▶ [DIRECTIVE A] Decide whether each statement agrees with the forum post on stream timestamps, answering yes or no and quoting the deciding words: (i) the concepts page it cites lists three notions of time; (ii) under the default case, setting log.message.timestamp.type to LogAppendTime means event-time is used; (iii) the poster finds one of the two statements unreasonable.
▶ [DIRECTIVE B] Scale the records by writing out every line again, requests included. Multiply each coordinate in the answer outlines by 1.75 and round to whole numbers, with halves rounding up, but keep the numbers in the requests and their format sample unchanged.

#### DOCUMENT

Re: What timestamp is used by streams when doing windowed joins

Posted by Sachin Mittal <sj...@gmail.com>.
Hi John,
If I check https://docs.confluent.io/current/streams/concepts.html#time
It has three notions of time => *event-time*, *processing-time*,
*ingestion-time* .

If I check
https://docs.confluent.io/current/streams/developer-guide/config-streams.html#streams-developer-guide-timestamp-extractor
It says that under default case:
if log.message.timestamp.type is set to CreateTime then * event-time* is
used.
if log.message.timestamp.type is set to LogAppendTime then *ingestion-time *is
used.

However what you are saying is that under Steams DSL we always use
event-time which can either be CreateTime or LogAppendTime.

Both of the statements makes sense to me but looks like they are sightly
different on how they relate the times.
One basically says
* event-time* <=> CreateTime
*ingestion-time *<=>  LogAppendTime
Where as other
event-time =  CreateTime or  LogAppendTime (depending on your broker/topic
config).

########
#### INPUT FOR THIS TASK

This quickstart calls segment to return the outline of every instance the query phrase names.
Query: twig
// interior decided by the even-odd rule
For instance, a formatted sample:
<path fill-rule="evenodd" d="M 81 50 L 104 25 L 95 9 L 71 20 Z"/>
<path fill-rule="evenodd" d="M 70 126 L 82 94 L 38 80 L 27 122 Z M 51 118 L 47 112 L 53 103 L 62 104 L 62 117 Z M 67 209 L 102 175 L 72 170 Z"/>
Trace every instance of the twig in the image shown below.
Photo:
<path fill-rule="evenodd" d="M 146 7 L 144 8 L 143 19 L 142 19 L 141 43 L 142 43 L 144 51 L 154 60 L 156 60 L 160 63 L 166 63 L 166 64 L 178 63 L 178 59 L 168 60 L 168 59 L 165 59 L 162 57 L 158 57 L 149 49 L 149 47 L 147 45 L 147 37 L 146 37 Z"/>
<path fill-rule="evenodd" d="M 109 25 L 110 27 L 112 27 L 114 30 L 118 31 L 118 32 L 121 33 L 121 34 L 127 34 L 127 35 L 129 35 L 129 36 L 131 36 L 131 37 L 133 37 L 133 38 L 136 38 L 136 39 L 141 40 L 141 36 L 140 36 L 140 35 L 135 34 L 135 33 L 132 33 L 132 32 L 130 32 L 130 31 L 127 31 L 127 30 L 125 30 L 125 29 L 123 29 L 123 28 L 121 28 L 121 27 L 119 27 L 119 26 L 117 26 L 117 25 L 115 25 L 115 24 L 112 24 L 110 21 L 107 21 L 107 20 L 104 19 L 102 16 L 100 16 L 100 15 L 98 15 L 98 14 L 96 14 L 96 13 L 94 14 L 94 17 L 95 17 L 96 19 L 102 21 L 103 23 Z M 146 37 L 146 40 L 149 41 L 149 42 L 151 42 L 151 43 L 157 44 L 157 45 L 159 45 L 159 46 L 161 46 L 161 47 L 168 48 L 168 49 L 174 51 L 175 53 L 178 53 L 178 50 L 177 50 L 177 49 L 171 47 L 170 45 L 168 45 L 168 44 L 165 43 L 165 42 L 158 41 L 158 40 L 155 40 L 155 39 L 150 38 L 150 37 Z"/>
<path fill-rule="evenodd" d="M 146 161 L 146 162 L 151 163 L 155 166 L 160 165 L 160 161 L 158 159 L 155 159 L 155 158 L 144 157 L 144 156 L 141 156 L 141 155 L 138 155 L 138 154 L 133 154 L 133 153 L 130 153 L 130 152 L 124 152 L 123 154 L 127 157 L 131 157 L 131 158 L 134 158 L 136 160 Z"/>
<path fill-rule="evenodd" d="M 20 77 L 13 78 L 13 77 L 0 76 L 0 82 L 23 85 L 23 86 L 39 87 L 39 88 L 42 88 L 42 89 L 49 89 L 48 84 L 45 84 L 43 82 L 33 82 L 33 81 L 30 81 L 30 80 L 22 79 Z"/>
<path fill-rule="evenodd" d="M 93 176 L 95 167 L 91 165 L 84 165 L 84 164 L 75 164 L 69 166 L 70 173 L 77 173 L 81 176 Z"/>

########

▶ [TASK SOLUTION A]
(i) Yes: "It has three notions of time"
(ii) No: "if log.message.timestamp.type is set to LogAppendTime then *ingestion-time *is"
(iii) No: "Both of the statements makes sense to me"

▶ [TASK SOLUTION B]
This quickstart calls segment to return the outline of every instance the query phrase names.
Query: twig
// interior decided by the even-odd rule
For instance, a formatted sample:
<path fill-rule="evenodd" d="M 81 50 L 104 25 L 95 9 L 71 20 Z"/>
<path fill-rule="evenodd" d="M 70 126 L 82 94 L 38 80 L 27 122 Z M 51 118 L 47 112 L 53 103 L 62 104 L 62 117 Z M 67 209 L 102 175 L 72 170 Z"/>
Trace every instance of the twig in the image shown below.
Photo:
<path fill-rule="evenodd" d="M 256 12 L 252 14 L 250 33 L 249 33 L 247 75 L 249 75 L 252 89 L 270 105 L 273 105 L 280 110 L 291 110 L 291 112 L 312 110 L 312 103 L 294 105 L 294 103 L 289 103 L 284 100 L 277 100 L 261 86 L 261 82 L 257 79 L 257 65 L 256 65 Z"/>
<path fill-rule="evenodd" d="M 191 44 L 193 47 L 196 47 L 200 53 L 207 54 L 207 56 L 212 58 L 212 60 L 222 60 L 222 61 L 226 61 L 226 63 L 229 63 L 229 65 L 233 65 L 233 67 L 238 67 L 238 68 L 247 70 L 247 63 L 245 63 L 245 61 L 236 60 L 236 58 L 231 58 L 231 56 L 228 56 L 228 54 L 222 54 L 222 53 L 219 53 L 219 51 L 215 51 L 215 49 L 212 49 L 212 47 L 208 47 L 208 46 L 205 46 L 205 44 L 201 44 L 201 42 L 196 42 L 193 37 L 187 37 L 187 35 L 182 33 L 179 28 L 175 28 L 175 26 L 172 26 L 172 25 L 168 25 L 168 23 L 165 25 L 165 30 L 166 30 L 168 33 L 179 37 L 180 40 Z M 256 65 L 256 70 L 261 72 L 261 74 L 264 74 L 264 75 L 275 77 L 275 79 L 278 79 L 278 81 L 282 81 L 282 82 L 294 84 L 294 86 L 305 89 L 306 93 L 312 93 L 312 88 L 310 88 L 310 86 L 299 82 L 298 79 L 294 79 L 294 77 L 289 75 L 289 74 L 277 72 L 277 70 L 271 70 L 271 68 L 263 67 L 263 65 Z"/>
<path fill-rule="evenodd" d="M 256 282 L 256 284 L 264 285 L 271 291 L 280 289 L 280 282 L 277 278 L 271 278 L 271 277 L 252 275 L 252 273 L 247 273 L 247 271 L 242 271 L 242 270 L 233 270 L 233 268 L 228 268 L 228 266 L 217 266 L 215 270 L 222 275 L 229 275 L 229 277 L 235 277 L 238 280 Z"/>
<path fill-rule="evenodd" d="M 35 135 L 23 137 L 23 135 L 0 133 L 0 144 L 40 149 L 40 151 L 68 152 L 68 154 L 74 154 L 74 156 L 86 156 L 84 147 L 79 147 L 75 144 L 58 144 L 58 142 L 53 142 L 53 140 L 39 138 Z"/>
<path fill-rule="evenodd" d="M 163 308 L 166 292 L 159 289 L 147 289 L 147 287 L 131 287 L 121 291 L 123 303 L 135 303 L 142 308 Z"/>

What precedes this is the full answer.